◆ Stored entries:
★ ★ ★ ★ ★ ★ ★
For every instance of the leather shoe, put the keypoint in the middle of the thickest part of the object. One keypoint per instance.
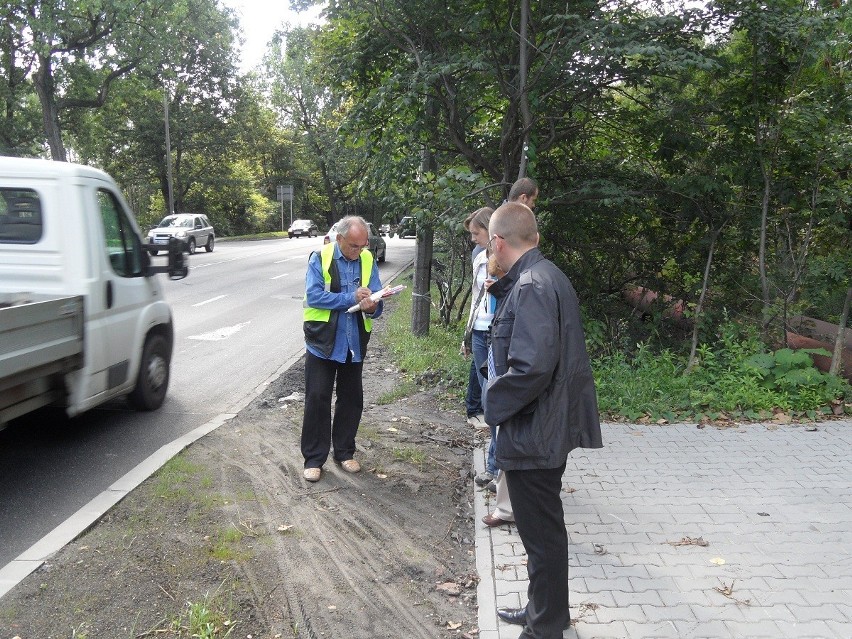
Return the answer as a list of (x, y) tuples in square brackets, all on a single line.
[(351, 466), (491, 520), (516, 616)]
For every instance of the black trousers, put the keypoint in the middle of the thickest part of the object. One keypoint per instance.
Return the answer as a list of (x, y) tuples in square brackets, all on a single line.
[(537, 504), (318, 431)]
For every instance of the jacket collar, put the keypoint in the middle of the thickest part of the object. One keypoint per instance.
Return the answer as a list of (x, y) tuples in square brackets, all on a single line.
[(502, 286)]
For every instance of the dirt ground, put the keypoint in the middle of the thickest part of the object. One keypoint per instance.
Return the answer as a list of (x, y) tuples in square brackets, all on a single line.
[(229, 540)]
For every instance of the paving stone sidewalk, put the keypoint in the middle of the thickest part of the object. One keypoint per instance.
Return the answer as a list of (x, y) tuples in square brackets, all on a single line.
[(685, 532)]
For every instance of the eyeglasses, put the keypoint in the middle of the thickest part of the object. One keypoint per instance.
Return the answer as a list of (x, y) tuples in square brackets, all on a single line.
[(356, 247)]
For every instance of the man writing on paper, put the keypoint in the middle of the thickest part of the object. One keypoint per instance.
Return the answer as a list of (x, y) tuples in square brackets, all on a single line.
[(336, 343)]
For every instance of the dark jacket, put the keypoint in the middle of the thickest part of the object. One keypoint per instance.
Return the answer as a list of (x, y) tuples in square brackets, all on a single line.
[(543, 394)]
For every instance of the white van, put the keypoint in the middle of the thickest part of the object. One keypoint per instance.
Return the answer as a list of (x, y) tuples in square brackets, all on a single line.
[(82, 316)]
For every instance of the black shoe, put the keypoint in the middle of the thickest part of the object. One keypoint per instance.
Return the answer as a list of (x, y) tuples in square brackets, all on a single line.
[(516, 616), (482, 479)]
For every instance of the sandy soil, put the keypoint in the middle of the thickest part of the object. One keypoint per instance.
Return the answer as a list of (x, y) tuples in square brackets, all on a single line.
[(230, 535)]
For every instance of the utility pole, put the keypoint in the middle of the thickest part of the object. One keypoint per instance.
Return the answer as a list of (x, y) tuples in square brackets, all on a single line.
[(168, 151), (285, 192)]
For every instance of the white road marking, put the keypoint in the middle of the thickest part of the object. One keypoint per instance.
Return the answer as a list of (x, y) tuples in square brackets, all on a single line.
[(219, 334), (212, 299)]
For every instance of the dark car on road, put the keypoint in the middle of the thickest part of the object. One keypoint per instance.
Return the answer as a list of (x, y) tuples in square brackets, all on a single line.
[(407, 227), (303, 228)]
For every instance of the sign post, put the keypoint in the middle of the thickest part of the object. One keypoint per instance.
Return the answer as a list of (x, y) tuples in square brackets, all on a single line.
[(285, 192)]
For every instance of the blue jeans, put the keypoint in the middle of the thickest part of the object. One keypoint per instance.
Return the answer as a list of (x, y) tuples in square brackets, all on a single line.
[(479, 346)]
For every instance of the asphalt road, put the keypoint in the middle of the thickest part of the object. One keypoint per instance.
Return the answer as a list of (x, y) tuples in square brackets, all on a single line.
[(237, 326)]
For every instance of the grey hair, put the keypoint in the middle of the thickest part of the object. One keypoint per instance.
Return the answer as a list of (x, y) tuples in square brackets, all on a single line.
[(346, 223)]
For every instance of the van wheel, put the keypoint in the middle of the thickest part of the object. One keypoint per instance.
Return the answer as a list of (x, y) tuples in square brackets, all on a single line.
[(153, 378)]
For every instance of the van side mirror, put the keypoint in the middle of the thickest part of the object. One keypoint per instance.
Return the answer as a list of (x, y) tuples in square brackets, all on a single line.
[(176, 267)]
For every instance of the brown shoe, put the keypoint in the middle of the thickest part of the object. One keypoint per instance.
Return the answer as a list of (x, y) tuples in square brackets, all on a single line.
[(491, 521), (351, 466)]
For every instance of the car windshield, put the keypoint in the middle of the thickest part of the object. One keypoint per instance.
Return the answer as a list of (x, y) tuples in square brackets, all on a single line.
[(175, 222)]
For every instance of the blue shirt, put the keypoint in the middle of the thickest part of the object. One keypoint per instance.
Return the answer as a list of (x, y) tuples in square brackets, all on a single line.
[(347, 339)]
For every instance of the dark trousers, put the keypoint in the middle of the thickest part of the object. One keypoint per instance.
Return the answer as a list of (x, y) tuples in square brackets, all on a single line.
[(473, 399), (318, 431), (537, 505)]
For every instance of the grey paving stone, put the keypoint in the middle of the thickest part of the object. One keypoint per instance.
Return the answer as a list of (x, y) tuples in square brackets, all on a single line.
[(774, 502)]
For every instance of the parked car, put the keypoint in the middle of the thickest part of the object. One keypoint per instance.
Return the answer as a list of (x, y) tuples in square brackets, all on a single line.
[(299, 228), (407, 227), (193, 229), (377, 244)]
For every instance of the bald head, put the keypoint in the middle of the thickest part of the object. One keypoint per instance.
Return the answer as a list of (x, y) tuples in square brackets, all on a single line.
[(516, 224), (513, 231)]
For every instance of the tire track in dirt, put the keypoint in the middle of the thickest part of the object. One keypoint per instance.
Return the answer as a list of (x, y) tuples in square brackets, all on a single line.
[(347, 569)]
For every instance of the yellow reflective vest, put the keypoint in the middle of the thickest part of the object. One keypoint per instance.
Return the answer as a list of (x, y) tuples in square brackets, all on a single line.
[(320, 324)]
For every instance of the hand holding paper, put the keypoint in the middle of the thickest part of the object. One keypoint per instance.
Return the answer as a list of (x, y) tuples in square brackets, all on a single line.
[(387, 291)]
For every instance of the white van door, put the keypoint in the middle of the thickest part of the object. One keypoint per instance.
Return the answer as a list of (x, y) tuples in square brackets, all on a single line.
[(126, 291)]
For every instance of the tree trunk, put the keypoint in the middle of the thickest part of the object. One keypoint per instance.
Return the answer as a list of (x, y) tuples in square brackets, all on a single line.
[(421, 299), (700, 306), (523, 96), (834, 369), (46, 90)]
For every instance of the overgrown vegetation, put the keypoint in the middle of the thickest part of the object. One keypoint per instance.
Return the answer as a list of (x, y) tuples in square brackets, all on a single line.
[(737, 377)]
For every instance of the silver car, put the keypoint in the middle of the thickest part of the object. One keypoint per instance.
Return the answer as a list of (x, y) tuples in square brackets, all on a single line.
[(377, 245), (193, 229)]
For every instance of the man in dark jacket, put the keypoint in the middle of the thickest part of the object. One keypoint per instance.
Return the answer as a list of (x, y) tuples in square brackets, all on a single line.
[(542, 394)]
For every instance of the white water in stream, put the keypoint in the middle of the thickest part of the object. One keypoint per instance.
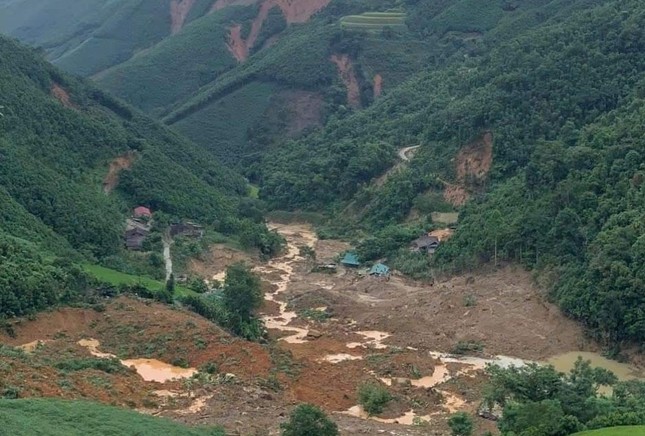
★ ★ ★ ★ ★ ★ ★
What is needed is an exact copy of the lines from the beginning of the data through the line containing "For every instance of the jacket", both included, without any pictures.

For every instance of the leather shoe, put the keypoint in the middle of the thickest part of the object. One keypoint per instance.
Return the answer as a list of (x, y) tuples in square brackets, all on a single line.
[(351, 466), (491, 520), (516, 616)]
For every instance of the black trousers, put the keypoint in the middle of the thickest part of the object. One keypoint per instance.
Return the answer as a list of (x, y) tuples in square brackets, all on a single line.
[(537, 504), (318, 431)]
For every instance of the jacket collar, put the keypoint in the middle of the thickest part of the object. One keypoint per instance.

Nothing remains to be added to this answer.